EXTRACTED TEXT:

8.3 Propagation of a wave in the atmosphere - Line shapes

A plane wave propagating along the z direction in the atmosphere can be represented by its electric field vector ${\bf E}$:

$${\bf E}(z,t)= {\bf E}_m e^{-j2\pi\nu(t-n_c \frac{z}{c})}$$ (8.20)

where n_c= n + jn_i is the complex refraction index.

The real part, the true refraction index, n= c/v_p (where v_p is the phase velocity of the wave), is often expressed in terms of the refractivity,

$$N = 10^6(n-1) \simeq 0.223\rho_a + 1760\rho_w/T$$ (8.21)

LIST OF TASKS:
[A] Reproduce the passage on atmospheric wave propagation, starting with "8.3 Propagation of" and going on through "complex refraction index.".
[B] In the passage on atmospheric wave propagation, in terms of what quantity is the true refraction index often expressed?

ENTRIES SHOWN:

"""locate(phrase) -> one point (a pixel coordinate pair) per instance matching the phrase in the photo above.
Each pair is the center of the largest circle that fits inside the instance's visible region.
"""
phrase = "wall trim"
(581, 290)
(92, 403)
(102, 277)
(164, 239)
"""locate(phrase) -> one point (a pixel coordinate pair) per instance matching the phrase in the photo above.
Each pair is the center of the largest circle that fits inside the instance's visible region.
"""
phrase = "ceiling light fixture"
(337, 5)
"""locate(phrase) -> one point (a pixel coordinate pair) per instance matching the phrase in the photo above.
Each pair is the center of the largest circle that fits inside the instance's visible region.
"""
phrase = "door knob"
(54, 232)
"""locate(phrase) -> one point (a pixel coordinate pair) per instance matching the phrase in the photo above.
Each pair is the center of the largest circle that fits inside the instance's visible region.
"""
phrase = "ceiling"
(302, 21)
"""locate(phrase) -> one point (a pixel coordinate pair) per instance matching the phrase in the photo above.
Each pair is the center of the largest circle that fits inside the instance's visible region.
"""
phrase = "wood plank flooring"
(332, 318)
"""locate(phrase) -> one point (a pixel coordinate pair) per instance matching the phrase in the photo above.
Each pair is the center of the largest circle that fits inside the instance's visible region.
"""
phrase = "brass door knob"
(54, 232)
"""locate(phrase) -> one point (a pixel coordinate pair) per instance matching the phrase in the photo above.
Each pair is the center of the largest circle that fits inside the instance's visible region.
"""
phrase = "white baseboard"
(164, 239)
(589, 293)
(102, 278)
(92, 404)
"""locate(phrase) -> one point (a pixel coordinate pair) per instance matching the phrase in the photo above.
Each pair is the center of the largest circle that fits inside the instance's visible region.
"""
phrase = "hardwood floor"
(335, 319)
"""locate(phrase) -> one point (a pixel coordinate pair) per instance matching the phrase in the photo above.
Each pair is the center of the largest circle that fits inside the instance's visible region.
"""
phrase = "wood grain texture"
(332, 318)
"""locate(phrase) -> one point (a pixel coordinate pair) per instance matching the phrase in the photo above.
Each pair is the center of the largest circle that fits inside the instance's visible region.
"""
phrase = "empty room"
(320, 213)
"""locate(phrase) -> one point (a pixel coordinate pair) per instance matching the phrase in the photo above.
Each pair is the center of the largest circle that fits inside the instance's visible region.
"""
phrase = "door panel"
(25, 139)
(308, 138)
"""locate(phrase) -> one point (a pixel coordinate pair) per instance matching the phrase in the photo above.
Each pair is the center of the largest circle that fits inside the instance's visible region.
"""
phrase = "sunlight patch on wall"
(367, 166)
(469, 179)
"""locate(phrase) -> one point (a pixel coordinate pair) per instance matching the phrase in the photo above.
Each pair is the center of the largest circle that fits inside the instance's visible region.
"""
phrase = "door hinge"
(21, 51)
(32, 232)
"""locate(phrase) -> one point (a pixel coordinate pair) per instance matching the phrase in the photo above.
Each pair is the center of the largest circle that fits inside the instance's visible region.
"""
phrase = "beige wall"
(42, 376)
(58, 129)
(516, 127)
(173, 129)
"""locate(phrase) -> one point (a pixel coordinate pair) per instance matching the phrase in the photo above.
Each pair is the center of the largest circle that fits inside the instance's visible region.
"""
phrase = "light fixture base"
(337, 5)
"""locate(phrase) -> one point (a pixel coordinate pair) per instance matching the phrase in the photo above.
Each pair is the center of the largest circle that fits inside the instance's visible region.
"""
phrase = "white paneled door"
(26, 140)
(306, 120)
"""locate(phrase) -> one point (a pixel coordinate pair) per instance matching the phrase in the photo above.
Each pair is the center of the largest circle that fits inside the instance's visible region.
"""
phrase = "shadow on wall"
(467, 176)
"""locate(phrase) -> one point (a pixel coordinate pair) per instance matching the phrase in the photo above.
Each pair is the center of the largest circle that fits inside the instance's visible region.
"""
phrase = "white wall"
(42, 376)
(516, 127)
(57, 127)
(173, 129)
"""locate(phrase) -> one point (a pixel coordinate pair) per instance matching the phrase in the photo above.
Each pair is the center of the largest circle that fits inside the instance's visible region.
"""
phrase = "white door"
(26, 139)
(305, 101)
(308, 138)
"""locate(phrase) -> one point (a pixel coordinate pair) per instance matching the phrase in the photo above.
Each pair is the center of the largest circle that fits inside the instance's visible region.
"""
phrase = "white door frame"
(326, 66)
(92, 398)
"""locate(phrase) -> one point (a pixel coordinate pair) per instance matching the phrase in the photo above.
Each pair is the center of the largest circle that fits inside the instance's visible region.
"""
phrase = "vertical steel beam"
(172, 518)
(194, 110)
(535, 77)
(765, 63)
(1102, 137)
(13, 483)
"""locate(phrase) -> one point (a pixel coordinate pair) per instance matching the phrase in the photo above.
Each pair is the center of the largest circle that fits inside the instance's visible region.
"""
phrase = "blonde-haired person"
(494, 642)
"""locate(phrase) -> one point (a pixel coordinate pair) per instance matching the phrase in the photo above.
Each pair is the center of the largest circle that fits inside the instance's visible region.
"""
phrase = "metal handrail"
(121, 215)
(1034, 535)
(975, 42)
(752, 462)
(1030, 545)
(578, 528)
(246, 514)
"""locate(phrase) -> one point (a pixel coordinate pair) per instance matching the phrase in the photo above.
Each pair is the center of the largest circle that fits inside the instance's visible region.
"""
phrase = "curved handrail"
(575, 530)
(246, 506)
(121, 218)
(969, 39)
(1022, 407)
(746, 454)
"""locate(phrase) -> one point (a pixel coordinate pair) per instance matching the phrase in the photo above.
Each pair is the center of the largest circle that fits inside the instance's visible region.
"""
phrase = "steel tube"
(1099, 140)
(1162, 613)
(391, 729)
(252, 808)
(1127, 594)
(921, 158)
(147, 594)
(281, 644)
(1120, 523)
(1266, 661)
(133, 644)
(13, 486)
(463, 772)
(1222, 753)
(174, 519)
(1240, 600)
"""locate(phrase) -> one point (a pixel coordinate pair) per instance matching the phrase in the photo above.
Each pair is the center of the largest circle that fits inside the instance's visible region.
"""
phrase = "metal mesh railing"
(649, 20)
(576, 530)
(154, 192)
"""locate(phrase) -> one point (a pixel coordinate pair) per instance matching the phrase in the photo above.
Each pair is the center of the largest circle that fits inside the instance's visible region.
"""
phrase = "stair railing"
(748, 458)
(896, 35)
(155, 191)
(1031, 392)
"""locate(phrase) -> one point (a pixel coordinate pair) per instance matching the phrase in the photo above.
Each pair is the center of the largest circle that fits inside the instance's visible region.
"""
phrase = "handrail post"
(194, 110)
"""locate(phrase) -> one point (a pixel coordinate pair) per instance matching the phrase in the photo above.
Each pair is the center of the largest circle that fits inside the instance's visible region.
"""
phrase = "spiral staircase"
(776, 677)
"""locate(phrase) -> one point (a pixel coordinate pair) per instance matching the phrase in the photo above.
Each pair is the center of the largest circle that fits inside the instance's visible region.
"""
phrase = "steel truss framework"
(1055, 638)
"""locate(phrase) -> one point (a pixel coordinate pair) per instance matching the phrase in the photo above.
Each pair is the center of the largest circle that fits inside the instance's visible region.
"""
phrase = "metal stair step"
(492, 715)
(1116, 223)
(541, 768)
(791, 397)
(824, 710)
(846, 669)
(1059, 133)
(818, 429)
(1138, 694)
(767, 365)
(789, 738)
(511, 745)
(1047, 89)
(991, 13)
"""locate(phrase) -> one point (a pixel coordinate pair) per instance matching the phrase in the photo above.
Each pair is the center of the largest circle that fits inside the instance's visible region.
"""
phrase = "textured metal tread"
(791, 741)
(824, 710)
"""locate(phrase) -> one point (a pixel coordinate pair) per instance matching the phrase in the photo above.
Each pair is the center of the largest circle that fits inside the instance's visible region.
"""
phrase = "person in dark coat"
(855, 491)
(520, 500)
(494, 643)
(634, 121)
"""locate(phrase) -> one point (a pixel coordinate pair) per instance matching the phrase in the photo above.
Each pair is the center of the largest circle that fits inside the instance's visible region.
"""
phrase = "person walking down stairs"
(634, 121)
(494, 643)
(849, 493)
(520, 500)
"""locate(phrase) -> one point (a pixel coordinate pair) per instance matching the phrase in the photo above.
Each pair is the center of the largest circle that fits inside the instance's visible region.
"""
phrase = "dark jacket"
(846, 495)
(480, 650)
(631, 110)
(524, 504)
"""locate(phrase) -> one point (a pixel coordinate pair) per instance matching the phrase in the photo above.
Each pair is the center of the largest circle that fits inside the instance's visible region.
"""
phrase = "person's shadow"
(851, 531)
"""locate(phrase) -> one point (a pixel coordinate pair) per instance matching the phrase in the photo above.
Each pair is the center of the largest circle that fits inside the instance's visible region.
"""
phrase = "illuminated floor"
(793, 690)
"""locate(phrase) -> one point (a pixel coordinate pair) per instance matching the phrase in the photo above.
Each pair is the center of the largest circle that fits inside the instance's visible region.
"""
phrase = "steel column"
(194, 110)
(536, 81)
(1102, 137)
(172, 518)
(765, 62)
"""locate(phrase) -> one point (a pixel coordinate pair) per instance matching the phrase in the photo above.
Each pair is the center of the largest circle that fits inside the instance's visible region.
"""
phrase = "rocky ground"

EXERCISE SOLUTIONS:
[A]
8.3 Propagation of a wave in the atmosphere - Line shapes

A plane wave propagating along the z direction in the atmosphere can be represented by its electric field vector ${\bf E}$:

$${\bf E}(z,t)= {\bf E}_m e^{-j2\pi\nu(t-n_c \frac{z}{c})}$$ (8.20)

where n_c= n + jn_i is the complex refraction index.

[B] It is often expressed in terms of the refractivity.